## Your goal
Could you copy every one of the rows below character for character, changing nothing?

## Input data
══════════════════════════════

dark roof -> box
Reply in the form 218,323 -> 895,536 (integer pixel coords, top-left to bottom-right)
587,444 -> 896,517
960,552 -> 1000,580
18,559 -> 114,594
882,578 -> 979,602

══════════════════════════════

## Solution to the problem
dark roof -> box
Reply in the form 218,323 -> 895,536 (integer pixel coords, top-left to bottom-right)
587,444 -> 896,517
960,552 -> 1000,580
18,559 -> 114,594
882,578 -> 979,602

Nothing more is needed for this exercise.